**ASSIGNMENT 1**:
Using the excerpt about lac operators and transcription, list every figure number cited in its Discussion section, in the order each is first mentioned.
**ASSIGNMENT 2**:
From the excerpt about lac operators and transcription, write out the passage that begins at the words "Transcription of the pLY10(1-1)L" and stops after the words "1B and 6B).".

**EXCERPT PROVIDED**:
"""

Transcription of the pLY10(1-1)L plasmid is strongly (5- to 10-fold) inhibited by LacI (Figure 6A, compare lanes 7 and 8). Addition of IPTG almost completely reverses the inhibition (lane 9). There is no inhibition when the repressor is added after formation of the open complex (lanes 6 and 12). As expected, mutant R3 repressor does not have any effect on transcription (lanes 4, 5, 10 and 11). Neither repressor affects transcription of the control plasmid not containing lac operators (lanes 1–6). The data suggest that LacI can strongly and specifically inhibit transcription initiation when its binding sites are positioned 1.4–2.3 kb from the promoter and 3.7 kb from each other. The inhibition requires the ability of the repressor to form the DNA loop. The data are entirely consistent with the slithering model of enhancer action (Figures 1B and 6B).
Discussion
In summary, a pair of lac operators can work as a strong insulator-like element blocking enhancer action over a large distance in a highly purified in vitro system (Figure 1). Insulator activity requires formation of a stable LacI-induced DNA loop (Figure 3) that topologically isolates the enhancer from the promoter (Figure 4), but does not inactivate either enhancer or promoter (Figure 5). As a result, the rate of enhancer–promoter communication is greatly inhibited (Figure 2). The exact positioning of lac operators is flexible: they can work over distances of 0.3–2.3 kb from the promoter and 0.63–3.7 kb from each other (Figures 1 and 6).

"""

**SOURCE DATA**:
"""

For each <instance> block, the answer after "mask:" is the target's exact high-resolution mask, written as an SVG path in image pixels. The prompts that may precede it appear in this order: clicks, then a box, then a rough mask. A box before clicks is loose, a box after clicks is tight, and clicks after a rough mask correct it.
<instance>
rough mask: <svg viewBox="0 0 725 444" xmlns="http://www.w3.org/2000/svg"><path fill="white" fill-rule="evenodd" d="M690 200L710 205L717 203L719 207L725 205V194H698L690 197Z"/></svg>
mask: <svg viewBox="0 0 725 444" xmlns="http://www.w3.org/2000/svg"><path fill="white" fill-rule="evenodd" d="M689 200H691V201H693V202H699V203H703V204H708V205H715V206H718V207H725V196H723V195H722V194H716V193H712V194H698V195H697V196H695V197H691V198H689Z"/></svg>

"""

**RESPONSE AREA 1**:
Figure 1, Figure 3, Figure 4, Figure 5, Figure 2, Figure 6

**RESPONSE AREA 2**:
Transcription of the pLY10(1-1)L plasmid is strongly (5- to 10-fold) inhibited by LacI (Figure 6A, compare lanes 7 and 8). Addition of IPTG almost completely reverses the inhibition (lane 9). There is no inhibition when the repressor is added after formation of the open complex (lanes 6 and 12). As expected, mutant R3 repressor does not have any effect on transcription (lanes 4, 5, 10 and 11). Neither repressor affects transcription of the control plasmid not containing lac operators (lanes 1–6). The data suggest that LacI can strongly and specifically inhibit transcription initiation when its binding sites are positioned 1.4–2.3 kb from the promoter and 3.7 kb from each other. The inhibition requires the ability of the repressor to form the DNA loop. The data are entirely consistent with the slithering model of enhancer action (Figures 1B and 6B).